:: PAGE EXCERPT

Brian Underwood

Using Graph Structure Record Linkage on Irish Census Data with Neo4j

For just over a year I’ve been obsessed on-and-off with a project ever since I stayed in the town of Skibbereen, Ireland. Taking data from the 1901 and 1911 Irish censuses I hoped I would be able to find a way to reliably link resident records from the two together to identify the same residents. Since then I’ve learned a bit about master data management and record linkage and so I thought I would give it another stab. Here I’d like to talk about how I’ve been matching records based on the local data space around objects to improve my record linkage scoring.

The data model of the imported data is very linear:

In this post, however, I’m going to be focusing on Houses and Residents and creating relationships between them based on their properties.

Relations to the Head

To view an example of what a census record from 1911 Ireland looks like you can have a look at the McCarthys of 1901 and 1911. Charles is the head of the family with his wife Hannah, mother Ellen, children (two in 1901 and seven in 1911), and a servant (Timothy Walsh in 1901 and William Regan in 1911).

The McCarthy family of Barnagowlane, Cloghdowell, Cork, 1901

The McCarthy family of Barnagowlane, Cloghdonnell, Cork, 1911

Surname	Forename	Age	Sex	Relation to Head	Religion	Surname	Forename	Age	Sex	Relation to Head	Religion
McCarthy	Charles	37	Male	Head of Family	Roman Catholic	McCarthy	Charles	47	Male	Head of Family	Roman Catholic
McCarthy	Hannah	25	Female	Wife	Roman Catholic	McCarthy	Hannah	35	Female	Wife	Roman Catholic
McCarthy	William	1	Male	Son	Roman Catholic	McCarthy	William	11	Male	Son	Roman Catholic
McCarthy	Bridget		Female	Daughter	Roman Catholic	McCarthy	Bridget	10	Female	Daughter	Roman Catholic
						McCarthy	Ellen	8	Female	Daughter	Roman Catholic
						McCarthy	Kate	6	Female	Daughter	Roman Catholic
						McCarthy	Florence	4	Male	Son	Roman Catholic
						McCarthy	Charles Peter	2	Male	Son	Roman Catholic
						McCarthy	Annie		Female	Daughter	Roman Catholic
McCarthy	Ellen	65	Female	Mother	Roman Catholic	McCarthy	? Ellen	75	Female	Mother	Roman Catholic
Walsh	Timothy	25	Male	Servant	Roman Catholic
						Regan	William	24	Male	Servant	Roman Catholic

The McCarthys are an almost exact match between two census records between 1901 and 1911. The names, ages, occupations, and relationships all match perfectly. Unfortunately the story for other records is not so simple. Many times houses, which to the human eye seem to be the same house, can have wildly varying details. For example Hannah might go be listed as Hana or Anne in a different census. Likewise ages vary a lot more than you might think. In examining the records I regularly found ages varying by a year or two and have even found a few houses with ages off by as much as 10-15 years.

::::
:: RAW RECORDS

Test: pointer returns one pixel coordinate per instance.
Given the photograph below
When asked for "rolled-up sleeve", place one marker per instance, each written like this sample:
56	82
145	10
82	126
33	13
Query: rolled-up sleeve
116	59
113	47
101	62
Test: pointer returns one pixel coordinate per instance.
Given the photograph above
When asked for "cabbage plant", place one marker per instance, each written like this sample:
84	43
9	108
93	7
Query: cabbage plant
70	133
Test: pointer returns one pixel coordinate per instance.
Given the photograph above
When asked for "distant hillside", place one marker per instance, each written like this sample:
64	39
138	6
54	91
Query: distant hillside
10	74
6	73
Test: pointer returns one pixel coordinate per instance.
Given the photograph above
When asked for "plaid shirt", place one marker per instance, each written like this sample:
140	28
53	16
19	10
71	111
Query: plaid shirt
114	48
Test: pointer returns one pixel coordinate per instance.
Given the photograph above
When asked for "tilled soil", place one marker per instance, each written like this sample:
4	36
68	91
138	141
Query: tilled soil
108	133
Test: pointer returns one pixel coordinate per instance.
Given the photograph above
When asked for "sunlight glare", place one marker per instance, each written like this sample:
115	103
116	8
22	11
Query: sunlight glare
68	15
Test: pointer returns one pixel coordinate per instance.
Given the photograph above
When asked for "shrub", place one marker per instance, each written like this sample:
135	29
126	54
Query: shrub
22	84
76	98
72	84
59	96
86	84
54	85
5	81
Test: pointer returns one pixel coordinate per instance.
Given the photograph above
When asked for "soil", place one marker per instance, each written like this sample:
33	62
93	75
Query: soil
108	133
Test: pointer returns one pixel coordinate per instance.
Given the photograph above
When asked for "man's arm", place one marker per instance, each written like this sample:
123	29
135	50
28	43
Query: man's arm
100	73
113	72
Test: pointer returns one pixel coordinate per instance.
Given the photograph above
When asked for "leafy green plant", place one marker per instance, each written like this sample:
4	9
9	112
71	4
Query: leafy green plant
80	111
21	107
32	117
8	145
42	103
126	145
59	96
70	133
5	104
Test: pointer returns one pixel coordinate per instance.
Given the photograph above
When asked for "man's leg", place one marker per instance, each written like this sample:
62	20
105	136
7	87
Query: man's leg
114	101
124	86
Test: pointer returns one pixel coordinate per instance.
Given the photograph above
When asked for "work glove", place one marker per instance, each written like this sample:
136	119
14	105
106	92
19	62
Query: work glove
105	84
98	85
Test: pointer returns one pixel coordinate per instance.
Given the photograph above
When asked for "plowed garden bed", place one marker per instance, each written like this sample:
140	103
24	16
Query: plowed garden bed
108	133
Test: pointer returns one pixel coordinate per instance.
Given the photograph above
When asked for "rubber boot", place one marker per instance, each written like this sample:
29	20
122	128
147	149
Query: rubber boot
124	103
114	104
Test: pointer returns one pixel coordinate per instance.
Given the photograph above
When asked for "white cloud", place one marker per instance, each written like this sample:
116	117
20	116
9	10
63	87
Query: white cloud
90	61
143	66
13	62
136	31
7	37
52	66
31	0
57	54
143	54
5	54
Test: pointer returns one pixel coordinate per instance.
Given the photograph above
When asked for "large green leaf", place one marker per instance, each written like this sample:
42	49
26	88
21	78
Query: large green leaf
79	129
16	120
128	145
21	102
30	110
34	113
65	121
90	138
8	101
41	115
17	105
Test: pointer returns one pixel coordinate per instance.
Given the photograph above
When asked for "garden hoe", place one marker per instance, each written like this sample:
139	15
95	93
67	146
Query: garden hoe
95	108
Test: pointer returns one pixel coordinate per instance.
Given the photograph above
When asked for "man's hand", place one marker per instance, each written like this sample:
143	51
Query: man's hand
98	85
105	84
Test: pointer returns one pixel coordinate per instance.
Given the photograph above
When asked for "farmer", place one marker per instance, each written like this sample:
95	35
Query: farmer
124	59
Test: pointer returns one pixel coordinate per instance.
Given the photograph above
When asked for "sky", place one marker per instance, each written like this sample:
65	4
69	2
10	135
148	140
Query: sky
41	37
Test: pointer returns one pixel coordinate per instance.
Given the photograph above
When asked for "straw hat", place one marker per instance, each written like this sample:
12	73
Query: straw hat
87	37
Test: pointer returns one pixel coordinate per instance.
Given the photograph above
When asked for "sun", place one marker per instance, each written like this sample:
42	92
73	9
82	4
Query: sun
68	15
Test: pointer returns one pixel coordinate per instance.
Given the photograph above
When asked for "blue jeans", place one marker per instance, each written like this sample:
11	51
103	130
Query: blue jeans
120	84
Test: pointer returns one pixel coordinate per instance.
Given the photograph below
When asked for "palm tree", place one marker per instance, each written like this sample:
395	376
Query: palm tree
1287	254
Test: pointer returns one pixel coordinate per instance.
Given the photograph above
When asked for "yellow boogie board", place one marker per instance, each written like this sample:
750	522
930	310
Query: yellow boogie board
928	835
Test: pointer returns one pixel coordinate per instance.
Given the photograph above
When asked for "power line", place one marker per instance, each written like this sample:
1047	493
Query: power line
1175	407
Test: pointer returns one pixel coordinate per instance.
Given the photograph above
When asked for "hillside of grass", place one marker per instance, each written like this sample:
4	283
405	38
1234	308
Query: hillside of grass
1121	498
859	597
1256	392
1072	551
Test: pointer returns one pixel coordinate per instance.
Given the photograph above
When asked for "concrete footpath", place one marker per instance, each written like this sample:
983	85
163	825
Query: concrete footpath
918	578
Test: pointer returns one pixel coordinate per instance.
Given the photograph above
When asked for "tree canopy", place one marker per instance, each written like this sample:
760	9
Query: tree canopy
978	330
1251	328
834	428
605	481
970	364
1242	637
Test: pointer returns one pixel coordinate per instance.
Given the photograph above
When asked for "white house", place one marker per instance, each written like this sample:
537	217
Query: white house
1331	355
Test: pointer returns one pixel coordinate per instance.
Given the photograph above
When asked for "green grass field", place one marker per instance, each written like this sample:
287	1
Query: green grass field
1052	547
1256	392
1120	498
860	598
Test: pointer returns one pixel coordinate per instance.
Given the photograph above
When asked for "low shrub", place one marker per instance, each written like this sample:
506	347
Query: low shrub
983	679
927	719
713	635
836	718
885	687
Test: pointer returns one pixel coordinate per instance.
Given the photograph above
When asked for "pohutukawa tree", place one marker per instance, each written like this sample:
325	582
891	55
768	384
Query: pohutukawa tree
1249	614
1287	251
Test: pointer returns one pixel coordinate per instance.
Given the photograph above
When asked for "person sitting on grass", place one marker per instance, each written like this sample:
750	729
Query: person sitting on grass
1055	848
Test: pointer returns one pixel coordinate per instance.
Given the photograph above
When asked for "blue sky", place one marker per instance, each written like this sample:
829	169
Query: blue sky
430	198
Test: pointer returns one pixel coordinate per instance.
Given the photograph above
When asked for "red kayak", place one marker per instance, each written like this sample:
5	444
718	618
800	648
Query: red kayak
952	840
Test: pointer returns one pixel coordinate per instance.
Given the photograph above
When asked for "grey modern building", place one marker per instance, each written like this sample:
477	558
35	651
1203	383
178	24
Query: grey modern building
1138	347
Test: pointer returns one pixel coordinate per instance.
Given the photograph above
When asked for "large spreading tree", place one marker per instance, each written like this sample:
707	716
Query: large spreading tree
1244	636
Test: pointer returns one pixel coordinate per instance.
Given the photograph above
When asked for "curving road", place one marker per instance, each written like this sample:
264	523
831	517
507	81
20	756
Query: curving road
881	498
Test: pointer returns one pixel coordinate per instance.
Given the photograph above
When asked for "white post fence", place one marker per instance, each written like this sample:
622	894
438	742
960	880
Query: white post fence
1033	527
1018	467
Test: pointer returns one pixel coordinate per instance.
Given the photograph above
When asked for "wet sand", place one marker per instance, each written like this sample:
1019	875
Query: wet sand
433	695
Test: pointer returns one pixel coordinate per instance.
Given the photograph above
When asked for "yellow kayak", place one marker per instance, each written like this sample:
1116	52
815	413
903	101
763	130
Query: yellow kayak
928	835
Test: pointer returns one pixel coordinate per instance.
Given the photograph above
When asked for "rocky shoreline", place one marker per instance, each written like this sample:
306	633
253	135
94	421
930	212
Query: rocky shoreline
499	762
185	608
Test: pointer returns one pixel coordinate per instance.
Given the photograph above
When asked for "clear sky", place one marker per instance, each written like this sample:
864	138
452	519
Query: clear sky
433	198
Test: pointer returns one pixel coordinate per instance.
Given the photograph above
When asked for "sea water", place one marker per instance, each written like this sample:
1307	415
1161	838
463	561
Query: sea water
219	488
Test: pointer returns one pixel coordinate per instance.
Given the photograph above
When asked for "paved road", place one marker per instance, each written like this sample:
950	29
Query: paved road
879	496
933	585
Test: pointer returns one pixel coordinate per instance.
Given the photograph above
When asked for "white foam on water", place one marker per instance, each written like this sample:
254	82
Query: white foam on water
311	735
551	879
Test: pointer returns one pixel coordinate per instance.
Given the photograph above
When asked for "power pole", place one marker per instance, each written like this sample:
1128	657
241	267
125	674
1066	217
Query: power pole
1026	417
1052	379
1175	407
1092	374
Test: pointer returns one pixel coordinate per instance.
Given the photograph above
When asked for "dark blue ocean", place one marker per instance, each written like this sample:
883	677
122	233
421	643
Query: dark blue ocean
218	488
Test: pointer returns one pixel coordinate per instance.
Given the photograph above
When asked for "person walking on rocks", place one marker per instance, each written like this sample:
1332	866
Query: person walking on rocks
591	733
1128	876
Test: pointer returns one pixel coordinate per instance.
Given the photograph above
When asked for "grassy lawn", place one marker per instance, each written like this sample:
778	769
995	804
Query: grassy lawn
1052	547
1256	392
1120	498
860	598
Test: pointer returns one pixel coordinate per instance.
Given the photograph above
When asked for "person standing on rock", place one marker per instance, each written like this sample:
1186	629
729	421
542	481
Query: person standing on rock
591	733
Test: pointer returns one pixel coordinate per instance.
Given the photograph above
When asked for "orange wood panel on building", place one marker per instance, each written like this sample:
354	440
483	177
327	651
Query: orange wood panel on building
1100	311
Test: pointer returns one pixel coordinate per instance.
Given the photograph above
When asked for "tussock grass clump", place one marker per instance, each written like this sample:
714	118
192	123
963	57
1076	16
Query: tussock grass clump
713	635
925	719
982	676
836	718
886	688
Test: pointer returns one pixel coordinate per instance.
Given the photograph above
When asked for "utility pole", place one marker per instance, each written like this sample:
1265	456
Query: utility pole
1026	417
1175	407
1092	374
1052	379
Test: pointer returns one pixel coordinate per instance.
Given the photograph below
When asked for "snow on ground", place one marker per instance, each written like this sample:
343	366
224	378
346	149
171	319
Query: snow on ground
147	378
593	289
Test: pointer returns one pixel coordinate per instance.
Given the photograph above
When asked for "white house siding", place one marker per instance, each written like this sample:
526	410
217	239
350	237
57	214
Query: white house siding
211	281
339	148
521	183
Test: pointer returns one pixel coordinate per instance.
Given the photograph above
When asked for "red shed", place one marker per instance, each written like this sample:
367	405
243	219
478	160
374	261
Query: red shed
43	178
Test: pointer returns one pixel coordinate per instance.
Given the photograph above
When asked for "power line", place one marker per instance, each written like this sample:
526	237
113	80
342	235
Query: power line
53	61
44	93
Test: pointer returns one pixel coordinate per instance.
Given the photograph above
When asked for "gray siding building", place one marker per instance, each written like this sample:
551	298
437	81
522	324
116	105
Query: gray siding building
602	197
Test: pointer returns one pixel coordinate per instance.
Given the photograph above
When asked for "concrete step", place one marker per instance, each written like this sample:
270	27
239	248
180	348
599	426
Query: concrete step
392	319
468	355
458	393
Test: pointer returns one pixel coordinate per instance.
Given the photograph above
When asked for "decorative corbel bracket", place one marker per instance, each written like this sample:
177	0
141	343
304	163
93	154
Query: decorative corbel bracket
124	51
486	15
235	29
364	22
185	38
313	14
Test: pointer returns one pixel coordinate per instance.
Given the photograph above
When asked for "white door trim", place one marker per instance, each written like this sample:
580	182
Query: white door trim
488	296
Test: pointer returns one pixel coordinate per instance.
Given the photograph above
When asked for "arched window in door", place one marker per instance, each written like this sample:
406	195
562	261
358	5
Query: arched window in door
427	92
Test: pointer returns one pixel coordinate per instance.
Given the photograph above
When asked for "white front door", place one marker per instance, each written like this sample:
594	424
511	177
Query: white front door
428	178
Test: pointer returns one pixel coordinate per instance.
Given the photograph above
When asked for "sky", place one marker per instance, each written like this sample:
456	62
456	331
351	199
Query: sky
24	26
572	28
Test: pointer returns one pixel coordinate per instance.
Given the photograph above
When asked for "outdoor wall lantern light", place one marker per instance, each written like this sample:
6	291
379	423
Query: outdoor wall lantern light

::::

▸ **BRIEF 1**: Using the 1911 table in the census record linkage post, list the forenames of all the children in the McCarthy household.
▸ **BRIEF 2**: Copy the census record linkage post word for word from "Using Graph Structure" to "on their properties.".

▸ **CORRECT ANSWER 1**: William, Bridget, Ellen, Kate, Florence, Charles Peter, Annie

▸ **CORRECT ANSWER 2**:
Using Graph Structure Record Linkage on Irish Census Data with Neo4j

For just over a year I’ve been obsessed on-and-off with a project ever since I stayed in the town of Skibbereen, Ireland. Taking data from the 1901 and 1911 Irish censuses I hoped I would be able to find a way to reliably link resident records from the two together to identify the same residents. Since then I’ve learned a bit about master data management and record linkage and so I thought I would give it another stab. Here I’d like to talk about how I’ve been matching records based on the local data space around objects to improve my record linkage scoring.

The data model of the imported data is very linear:

In this post, however, I’m going to be focusing on Houses and Residents and creating relationships between them based on their properties.